** Start Data extract **

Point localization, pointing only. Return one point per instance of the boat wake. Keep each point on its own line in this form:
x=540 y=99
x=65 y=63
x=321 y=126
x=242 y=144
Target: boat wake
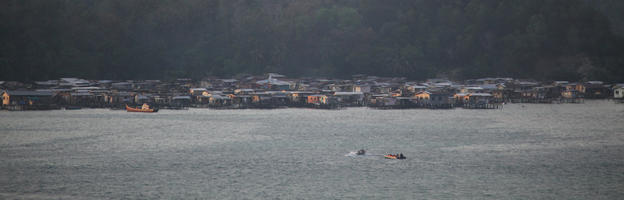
x=354 y=154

** End Data extract **

Your goal
Reproduce the row above verbatim, leaving out the picture.

Worked solution
Point localization, pointing only. Return one point per instance of the boat wake. Keep each point on its own line in this form:
x=540 y=99
x=65 y=63
x=321 y=126
x=242 y=144
Target: boat wake
x=354 y=154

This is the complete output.